#### SOURCE EXTRACT
>>>>>
Research

A research focus of the working group is the evaluation, identification and characterization of new target structures, antibodies and antibody-based molecules for the treatment of multiple myeloma. Multiple myeloma is a blood cancer in which the plasma cells in the patient's bone marrow become malignant and lead to anemia, bone lesions and kidney damage in the mostly elderly patients. The tumor cells are often located in niches in the bone marrow, some of which protect them from the effects of certain therapeutic agents. In recent years, various immunotherapies such as monoclonal and bispecific antibodies, antibody-drug conjugates and chimeric antigen receptor (CAR) T cells have been approved for the treatment of multiple myeloma and have improved the survival of many, but unfortunately not all, patients. Therefore, the search for new target structures/antigens on the myeloma cells and the identification of antibody derivatives that are as tailor-made as possible for the treatment represent major challenges that the working group is investigating. A wide variety of in vitro assays with myeloma cell lines and primary patient cells are used for this purpose. Promising molecules are tested in vivo in mouse models. In addition, there is close cooperation for the development of immunotherapeutic approaches for hematological and solid tumor diseases with other research groups and industry. 

The Antibody Engineering group is working intensively on various strategies to improve the activation and recruitment of immune effector cells. To this end, the group has established technologies to equip antibody derivatives with tailored effector functions. In particular, natural killer cells, various T cell subpopulations and macrophages are the focus of this work. Since the number of immune cells in tumor tissue/tumor microenvironment is often limited or exhausted, we are also working on concepts for targeted local effector cell expansion and attraction. Another area of ​​research are so-called antibody-drug conjugates. In this area, our group works, for example, on the development of new substances for the therapy of acute leukemias, in particular acute T cell leukemia (T-ALL).

Various strategies established for cancer therapy can probably also be used to treat autoimmune diseases. Innovative new approaches to immunotherapy for autoimmune diseases represent a relatively new research area of the group.
<<<<<
#### LISTED ENTRIES
>>>>>
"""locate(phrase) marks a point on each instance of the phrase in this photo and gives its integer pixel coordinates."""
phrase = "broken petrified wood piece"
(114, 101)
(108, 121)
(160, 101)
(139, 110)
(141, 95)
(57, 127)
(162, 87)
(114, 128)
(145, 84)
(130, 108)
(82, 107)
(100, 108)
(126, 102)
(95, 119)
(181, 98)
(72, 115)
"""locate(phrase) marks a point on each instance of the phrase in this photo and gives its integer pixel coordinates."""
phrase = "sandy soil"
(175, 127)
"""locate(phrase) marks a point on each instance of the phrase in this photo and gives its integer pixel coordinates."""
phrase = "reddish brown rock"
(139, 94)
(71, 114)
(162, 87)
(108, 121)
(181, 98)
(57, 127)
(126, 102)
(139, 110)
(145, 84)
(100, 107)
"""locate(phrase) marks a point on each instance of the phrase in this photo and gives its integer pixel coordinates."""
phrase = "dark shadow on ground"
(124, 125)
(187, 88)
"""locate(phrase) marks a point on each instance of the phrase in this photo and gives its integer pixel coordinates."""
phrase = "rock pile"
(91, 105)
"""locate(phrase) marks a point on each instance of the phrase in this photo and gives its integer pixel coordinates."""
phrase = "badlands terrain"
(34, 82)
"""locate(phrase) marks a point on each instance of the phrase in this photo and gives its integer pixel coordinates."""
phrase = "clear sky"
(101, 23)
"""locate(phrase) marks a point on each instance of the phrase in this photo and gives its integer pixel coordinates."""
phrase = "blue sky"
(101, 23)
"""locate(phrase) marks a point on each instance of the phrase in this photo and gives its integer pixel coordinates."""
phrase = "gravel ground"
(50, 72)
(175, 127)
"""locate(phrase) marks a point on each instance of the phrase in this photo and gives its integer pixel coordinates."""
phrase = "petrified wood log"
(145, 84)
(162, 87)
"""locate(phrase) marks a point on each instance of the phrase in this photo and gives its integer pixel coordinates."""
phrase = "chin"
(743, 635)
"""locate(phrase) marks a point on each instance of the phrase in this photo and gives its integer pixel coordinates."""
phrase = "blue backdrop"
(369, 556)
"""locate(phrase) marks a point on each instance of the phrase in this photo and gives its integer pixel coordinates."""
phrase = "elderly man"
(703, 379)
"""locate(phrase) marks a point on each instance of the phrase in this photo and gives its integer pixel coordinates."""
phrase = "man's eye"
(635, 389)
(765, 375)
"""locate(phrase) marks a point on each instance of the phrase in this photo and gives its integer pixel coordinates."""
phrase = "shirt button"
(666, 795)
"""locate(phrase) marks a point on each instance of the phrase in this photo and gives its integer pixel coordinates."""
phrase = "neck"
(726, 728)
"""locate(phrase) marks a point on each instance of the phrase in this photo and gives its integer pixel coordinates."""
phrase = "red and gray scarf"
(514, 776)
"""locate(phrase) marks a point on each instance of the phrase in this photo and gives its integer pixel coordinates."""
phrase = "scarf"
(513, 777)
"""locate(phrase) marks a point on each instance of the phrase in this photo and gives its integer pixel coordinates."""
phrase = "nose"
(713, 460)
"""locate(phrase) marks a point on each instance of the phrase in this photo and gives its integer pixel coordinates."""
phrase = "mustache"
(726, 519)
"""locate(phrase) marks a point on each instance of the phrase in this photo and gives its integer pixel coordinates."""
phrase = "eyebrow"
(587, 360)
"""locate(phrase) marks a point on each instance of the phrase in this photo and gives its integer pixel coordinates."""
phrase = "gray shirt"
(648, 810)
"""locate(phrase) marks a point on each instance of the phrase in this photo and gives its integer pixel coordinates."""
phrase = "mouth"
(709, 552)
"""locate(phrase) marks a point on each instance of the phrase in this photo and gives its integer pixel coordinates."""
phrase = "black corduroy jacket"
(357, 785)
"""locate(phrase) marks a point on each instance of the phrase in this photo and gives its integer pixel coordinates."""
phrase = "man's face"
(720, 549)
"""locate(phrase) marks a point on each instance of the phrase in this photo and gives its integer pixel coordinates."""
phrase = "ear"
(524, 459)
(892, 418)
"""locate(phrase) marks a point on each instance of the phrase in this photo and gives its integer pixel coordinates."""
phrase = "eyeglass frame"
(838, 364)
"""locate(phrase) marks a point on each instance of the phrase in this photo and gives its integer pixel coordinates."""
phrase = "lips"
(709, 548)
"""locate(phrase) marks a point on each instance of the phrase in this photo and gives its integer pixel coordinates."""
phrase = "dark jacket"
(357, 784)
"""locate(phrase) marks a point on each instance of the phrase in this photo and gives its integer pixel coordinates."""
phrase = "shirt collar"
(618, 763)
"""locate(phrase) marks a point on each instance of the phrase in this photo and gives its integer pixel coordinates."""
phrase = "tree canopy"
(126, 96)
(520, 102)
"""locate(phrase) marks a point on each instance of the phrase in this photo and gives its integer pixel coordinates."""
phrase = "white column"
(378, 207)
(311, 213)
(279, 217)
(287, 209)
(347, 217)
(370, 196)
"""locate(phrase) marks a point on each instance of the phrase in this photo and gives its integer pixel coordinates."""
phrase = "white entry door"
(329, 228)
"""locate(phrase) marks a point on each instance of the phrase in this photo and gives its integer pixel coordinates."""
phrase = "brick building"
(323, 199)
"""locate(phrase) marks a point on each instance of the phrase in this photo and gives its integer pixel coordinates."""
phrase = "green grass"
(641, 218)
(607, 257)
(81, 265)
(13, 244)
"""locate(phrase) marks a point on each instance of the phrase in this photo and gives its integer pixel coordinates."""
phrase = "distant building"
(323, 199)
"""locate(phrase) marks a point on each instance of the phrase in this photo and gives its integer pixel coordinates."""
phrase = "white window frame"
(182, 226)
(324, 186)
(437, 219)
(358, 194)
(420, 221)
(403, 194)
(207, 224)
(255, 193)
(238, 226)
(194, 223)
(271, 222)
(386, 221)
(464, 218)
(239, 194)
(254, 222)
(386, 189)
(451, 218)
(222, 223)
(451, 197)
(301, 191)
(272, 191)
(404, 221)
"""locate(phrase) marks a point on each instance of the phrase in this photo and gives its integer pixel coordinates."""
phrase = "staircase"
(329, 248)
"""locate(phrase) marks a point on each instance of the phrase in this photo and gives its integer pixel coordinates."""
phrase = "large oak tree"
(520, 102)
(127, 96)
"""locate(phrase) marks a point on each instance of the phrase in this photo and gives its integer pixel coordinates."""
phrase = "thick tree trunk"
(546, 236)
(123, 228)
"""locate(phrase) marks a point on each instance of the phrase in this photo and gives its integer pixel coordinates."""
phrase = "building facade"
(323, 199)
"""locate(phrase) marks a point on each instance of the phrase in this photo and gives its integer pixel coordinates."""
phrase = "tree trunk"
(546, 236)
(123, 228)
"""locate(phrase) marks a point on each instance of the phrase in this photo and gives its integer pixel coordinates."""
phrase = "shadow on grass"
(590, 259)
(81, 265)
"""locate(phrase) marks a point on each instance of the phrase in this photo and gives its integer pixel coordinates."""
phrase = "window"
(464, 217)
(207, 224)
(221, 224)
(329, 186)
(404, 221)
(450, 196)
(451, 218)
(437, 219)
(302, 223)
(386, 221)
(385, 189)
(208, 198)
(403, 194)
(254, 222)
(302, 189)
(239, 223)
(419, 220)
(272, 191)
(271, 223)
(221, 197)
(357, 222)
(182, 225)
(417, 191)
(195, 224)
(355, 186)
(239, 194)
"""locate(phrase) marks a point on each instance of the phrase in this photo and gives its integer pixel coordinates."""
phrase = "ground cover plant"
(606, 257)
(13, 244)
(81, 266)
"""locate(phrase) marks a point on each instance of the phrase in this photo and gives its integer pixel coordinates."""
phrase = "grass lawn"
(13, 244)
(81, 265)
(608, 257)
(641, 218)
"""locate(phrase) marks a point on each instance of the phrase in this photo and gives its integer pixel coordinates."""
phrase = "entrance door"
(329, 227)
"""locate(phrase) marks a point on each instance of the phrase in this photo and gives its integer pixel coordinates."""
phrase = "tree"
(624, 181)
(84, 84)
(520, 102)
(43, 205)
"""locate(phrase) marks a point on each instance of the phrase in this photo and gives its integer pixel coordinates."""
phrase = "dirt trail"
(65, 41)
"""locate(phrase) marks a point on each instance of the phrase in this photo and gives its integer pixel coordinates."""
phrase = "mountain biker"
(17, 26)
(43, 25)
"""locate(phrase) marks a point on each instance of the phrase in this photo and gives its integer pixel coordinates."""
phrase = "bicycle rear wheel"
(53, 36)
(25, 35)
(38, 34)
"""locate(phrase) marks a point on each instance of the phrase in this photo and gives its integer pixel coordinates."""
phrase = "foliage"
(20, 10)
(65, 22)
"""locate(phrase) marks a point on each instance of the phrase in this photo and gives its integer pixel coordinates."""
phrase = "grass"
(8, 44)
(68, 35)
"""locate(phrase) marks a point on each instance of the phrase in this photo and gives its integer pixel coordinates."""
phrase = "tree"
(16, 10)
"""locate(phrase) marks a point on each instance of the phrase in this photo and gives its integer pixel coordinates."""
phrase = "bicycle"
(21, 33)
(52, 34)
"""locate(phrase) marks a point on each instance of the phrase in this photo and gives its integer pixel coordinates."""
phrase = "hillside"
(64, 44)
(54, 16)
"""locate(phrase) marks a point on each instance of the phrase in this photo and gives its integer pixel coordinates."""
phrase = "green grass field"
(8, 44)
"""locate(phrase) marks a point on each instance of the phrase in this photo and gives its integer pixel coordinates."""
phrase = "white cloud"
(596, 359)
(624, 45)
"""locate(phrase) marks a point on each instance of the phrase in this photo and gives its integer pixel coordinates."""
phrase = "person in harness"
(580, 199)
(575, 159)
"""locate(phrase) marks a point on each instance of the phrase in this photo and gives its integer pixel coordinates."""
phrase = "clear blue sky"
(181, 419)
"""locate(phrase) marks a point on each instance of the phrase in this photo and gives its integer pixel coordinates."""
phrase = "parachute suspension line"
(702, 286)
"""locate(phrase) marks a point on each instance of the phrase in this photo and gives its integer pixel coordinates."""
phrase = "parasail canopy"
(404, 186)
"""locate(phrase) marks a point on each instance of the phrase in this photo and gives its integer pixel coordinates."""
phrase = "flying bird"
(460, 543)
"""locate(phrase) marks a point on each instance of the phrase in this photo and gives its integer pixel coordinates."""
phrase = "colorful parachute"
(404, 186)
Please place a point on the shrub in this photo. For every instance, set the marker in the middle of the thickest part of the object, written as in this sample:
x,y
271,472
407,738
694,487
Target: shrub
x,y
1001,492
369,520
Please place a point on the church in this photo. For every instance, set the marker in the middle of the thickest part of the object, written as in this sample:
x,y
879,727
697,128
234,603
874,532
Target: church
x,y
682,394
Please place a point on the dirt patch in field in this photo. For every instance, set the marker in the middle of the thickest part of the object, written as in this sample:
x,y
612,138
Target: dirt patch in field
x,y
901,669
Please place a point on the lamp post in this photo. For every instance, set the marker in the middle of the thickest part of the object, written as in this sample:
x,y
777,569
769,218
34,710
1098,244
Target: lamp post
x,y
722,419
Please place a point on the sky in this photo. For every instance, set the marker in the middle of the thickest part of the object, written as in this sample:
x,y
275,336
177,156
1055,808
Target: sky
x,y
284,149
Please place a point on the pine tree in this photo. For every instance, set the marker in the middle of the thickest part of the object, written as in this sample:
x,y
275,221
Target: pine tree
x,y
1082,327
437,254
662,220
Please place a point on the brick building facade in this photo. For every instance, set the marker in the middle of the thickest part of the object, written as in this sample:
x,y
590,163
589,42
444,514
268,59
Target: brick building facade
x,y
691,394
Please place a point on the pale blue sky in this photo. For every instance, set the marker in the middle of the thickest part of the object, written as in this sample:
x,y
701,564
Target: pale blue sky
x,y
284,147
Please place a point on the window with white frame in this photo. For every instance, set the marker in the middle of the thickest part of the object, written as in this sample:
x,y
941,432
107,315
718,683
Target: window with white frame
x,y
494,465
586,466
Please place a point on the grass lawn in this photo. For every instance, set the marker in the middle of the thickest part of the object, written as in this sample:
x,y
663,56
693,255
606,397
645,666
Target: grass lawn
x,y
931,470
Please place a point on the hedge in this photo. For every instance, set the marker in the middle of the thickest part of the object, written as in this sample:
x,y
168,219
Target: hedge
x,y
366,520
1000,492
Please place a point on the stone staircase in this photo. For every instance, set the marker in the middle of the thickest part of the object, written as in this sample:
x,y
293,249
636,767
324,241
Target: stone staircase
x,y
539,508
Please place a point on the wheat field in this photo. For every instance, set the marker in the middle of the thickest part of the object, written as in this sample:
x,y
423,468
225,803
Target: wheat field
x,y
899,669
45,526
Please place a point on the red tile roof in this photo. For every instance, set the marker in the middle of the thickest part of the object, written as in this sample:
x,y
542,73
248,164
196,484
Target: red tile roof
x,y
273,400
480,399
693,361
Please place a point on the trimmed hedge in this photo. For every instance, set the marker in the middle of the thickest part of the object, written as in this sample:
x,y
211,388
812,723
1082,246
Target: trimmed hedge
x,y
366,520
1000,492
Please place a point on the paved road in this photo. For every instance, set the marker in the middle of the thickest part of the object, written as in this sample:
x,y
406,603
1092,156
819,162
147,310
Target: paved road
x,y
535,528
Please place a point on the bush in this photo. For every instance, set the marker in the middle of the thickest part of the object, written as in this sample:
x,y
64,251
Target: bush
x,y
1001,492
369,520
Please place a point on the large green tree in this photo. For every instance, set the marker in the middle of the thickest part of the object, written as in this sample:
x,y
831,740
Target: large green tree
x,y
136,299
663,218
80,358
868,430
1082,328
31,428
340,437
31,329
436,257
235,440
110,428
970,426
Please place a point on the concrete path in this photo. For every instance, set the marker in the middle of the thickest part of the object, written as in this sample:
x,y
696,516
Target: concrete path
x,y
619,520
<<<<<
#### EXPLORE THE MATERIAL
1. Per the research text, where are the tumor cells of multiple myeloma often found?
2. List every immunotherapy that the research text says has been approved in recent years for treating multiple myeloma.

#### RESPONSES TO THE TASKS
1. In niches in the bone marrow.

2. Monoclonal antibodies, bispecific antibodies, antibody-drug conjugates, chimeric antigen receptor (CAR) T cells